- _Requirements_: All lines from the line containing "Expected: one point per instance of the window" up to and including the last line of the listing below should be echoed exactly; no other lines belong in the response.

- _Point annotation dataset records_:
======
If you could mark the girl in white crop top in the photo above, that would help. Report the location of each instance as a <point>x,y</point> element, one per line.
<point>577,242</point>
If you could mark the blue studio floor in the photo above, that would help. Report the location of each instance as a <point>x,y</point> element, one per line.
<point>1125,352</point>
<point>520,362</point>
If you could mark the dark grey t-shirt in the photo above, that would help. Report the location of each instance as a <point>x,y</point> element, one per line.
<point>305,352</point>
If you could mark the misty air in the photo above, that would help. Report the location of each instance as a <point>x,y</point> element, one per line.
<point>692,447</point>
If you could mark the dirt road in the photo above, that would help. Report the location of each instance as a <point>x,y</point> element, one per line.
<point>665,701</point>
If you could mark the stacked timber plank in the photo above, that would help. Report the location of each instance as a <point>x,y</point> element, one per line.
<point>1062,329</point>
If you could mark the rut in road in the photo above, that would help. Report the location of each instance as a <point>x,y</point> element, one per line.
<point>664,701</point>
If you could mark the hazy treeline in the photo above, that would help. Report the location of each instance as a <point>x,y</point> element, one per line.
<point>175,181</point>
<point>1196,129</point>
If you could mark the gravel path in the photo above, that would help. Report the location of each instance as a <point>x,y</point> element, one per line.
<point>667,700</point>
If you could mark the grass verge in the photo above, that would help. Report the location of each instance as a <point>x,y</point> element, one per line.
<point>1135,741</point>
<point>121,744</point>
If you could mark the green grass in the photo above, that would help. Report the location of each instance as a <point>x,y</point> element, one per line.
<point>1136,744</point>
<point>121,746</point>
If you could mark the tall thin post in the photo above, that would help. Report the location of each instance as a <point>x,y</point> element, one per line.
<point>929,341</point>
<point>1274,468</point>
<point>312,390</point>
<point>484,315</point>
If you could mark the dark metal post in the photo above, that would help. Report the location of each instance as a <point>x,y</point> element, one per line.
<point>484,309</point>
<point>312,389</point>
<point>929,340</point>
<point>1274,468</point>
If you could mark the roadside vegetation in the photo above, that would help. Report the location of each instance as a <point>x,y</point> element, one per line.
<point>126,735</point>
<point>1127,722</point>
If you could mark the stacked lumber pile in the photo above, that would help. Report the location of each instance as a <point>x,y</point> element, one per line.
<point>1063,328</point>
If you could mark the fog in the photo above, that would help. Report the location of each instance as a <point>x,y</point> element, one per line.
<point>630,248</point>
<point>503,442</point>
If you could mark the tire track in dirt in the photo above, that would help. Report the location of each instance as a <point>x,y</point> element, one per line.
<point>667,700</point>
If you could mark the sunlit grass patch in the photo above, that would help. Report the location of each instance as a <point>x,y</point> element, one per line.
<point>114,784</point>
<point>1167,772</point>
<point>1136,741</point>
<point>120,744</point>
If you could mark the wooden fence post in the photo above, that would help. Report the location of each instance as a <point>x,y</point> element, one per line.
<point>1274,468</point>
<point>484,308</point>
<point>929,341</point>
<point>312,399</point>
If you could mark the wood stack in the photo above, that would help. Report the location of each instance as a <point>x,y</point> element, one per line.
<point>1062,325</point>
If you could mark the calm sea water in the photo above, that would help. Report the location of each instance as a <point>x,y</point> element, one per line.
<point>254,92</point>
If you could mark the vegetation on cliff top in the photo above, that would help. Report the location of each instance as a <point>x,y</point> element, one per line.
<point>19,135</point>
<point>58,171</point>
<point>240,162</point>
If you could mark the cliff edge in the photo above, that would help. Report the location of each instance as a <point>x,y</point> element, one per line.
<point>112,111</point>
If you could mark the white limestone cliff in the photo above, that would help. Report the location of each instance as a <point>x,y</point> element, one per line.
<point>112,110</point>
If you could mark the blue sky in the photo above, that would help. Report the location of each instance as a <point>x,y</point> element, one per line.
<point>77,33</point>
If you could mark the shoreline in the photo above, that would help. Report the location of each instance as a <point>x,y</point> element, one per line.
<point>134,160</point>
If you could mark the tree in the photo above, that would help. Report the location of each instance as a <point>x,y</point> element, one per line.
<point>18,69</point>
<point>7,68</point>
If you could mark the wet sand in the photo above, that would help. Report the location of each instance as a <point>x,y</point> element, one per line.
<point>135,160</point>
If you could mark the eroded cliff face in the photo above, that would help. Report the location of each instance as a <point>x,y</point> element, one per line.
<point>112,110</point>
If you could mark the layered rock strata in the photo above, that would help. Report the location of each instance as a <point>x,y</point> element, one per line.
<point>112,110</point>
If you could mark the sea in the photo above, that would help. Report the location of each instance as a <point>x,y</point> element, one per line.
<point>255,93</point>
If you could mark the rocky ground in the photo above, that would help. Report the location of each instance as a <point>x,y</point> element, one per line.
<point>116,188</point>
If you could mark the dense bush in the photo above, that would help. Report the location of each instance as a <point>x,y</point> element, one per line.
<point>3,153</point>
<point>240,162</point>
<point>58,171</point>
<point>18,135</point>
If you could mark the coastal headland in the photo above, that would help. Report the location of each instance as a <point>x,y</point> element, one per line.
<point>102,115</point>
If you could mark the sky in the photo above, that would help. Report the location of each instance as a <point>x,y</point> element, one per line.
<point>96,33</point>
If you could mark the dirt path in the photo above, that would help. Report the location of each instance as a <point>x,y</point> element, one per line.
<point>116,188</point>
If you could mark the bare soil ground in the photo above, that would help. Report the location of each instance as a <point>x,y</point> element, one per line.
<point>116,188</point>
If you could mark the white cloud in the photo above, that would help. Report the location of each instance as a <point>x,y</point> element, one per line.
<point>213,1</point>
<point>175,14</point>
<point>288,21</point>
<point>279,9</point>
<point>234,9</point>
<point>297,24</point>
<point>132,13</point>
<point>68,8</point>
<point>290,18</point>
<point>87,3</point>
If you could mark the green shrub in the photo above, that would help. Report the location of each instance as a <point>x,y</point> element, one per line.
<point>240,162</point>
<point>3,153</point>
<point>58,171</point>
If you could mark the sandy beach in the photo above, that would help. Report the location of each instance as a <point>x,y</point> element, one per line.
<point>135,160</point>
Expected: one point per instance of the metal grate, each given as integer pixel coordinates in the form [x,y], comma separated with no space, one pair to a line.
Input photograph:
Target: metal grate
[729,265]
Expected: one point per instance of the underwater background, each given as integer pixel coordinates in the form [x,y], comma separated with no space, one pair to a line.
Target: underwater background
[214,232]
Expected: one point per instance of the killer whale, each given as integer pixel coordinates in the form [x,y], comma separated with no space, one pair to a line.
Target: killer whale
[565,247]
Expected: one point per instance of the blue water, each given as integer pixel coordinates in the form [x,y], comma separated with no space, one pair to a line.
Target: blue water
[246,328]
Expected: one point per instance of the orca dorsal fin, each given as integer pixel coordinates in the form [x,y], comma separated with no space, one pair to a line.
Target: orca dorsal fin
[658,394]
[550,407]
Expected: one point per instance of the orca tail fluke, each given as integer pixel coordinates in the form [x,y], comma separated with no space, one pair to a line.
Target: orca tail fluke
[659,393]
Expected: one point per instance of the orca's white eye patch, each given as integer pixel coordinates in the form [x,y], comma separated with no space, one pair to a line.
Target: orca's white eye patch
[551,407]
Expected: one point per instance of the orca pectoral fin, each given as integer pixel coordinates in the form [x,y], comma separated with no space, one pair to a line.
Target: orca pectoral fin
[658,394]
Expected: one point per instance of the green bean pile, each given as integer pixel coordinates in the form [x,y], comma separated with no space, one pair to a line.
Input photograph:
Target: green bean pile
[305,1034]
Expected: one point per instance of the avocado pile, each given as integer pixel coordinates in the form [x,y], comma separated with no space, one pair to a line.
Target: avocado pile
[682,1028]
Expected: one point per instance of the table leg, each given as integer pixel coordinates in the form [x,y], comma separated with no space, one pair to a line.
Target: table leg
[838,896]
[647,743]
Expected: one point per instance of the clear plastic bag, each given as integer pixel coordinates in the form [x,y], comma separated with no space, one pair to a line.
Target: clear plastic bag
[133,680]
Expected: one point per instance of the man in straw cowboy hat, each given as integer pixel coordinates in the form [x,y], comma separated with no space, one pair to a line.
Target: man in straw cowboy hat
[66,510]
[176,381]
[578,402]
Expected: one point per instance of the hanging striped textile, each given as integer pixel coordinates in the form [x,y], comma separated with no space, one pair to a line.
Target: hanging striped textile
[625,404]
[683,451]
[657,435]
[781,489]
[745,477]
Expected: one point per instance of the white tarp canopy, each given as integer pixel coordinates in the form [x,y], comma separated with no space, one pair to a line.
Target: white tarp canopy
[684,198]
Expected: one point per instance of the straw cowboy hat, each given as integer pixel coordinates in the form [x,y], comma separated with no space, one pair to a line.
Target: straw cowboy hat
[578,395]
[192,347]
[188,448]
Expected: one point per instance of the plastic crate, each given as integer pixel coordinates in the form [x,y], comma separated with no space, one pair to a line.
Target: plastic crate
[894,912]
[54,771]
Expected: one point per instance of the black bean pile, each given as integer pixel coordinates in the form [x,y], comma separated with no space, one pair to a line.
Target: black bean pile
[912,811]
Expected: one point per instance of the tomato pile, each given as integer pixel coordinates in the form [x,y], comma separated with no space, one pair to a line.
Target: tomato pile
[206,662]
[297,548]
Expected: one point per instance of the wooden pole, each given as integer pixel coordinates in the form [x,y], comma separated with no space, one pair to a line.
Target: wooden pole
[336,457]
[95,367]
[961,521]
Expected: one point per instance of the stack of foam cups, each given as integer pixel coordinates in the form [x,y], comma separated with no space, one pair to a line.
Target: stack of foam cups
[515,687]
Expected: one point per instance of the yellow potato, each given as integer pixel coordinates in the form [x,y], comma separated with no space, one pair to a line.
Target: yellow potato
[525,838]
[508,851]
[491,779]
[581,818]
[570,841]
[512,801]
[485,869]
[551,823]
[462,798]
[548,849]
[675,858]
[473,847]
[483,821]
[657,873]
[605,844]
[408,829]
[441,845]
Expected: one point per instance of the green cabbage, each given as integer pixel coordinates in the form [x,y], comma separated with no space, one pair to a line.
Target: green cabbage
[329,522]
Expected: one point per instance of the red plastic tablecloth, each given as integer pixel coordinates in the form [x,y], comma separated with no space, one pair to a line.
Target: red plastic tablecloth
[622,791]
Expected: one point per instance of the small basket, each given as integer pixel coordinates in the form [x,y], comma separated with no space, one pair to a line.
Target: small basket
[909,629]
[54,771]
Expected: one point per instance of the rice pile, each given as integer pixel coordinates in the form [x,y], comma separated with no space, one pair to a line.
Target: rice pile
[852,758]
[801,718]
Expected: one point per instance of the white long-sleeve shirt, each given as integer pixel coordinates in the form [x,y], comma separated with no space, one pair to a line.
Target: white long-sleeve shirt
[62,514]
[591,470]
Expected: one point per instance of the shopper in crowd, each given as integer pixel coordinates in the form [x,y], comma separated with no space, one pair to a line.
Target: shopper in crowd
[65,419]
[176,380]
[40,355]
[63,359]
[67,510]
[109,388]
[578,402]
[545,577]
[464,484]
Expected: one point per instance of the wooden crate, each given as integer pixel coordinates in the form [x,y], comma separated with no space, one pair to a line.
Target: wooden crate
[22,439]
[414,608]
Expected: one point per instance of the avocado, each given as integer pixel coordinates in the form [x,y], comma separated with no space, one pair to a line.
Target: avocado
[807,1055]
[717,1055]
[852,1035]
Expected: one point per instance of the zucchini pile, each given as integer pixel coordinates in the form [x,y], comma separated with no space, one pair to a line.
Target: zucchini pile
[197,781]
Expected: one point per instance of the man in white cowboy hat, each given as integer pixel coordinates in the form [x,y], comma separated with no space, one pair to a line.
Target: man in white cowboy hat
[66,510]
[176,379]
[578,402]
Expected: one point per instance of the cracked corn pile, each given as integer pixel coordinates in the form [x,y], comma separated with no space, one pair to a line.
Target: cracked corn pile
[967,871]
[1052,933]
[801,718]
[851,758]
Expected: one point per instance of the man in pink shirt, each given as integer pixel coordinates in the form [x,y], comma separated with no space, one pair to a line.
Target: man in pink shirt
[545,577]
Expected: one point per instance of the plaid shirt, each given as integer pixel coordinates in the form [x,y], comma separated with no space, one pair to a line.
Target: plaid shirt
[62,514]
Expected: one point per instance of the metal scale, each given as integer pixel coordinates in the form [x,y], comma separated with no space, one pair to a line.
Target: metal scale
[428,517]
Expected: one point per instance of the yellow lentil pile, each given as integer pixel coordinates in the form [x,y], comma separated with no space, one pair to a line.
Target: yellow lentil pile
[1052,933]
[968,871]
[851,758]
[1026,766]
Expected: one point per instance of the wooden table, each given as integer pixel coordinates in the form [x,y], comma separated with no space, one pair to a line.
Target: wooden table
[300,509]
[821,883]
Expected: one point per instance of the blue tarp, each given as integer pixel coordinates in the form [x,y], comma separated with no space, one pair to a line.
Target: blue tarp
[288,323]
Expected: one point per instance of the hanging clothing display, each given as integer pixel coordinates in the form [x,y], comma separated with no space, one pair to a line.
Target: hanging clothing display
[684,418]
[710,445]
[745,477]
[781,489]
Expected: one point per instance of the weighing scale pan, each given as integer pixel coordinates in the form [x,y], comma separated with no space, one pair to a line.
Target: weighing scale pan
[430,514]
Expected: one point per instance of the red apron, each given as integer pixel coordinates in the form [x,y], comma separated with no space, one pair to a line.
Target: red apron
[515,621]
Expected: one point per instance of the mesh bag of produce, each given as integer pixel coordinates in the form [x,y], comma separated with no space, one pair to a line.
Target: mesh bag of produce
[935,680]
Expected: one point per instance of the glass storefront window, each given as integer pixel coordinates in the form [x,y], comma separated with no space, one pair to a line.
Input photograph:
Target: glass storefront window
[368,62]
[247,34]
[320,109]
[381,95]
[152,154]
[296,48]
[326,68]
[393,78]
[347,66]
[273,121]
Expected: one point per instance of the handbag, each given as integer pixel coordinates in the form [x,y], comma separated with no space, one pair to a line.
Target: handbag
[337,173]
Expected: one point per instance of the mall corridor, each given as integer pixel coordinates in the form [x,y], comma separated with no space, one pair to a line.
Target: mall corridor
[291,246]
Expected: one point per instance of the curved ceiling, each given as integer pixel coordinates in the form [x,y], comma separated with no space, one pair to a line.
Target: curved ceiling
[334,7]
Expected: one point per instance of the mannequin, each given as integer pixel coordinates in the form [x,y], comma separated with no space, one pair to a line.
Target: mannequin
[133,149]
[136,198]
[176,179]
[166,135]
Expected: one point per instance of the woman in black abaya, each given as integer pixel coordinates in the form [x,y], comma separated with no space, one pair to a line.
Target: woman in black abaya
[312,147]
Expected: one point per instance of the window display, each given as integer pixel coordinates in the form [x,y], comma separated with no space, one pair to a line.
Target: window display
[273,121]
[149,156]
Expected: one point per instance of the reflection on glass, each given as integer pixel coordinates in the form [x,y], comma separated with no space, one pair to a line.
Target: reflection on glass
======
- _Output for this task_:
Expected: one point per instance of the window display, each given as integer pixel coordinates in the form [x,y], comma separated with no space, one pair to a line.
Target: window display
[273,121]
[149,156]
Expected: one point per instance of the reflection on glass, each given as integer pixel coordinates in the form [x,y], comma separated with no space, one pair to a line.
Target: reflection on glass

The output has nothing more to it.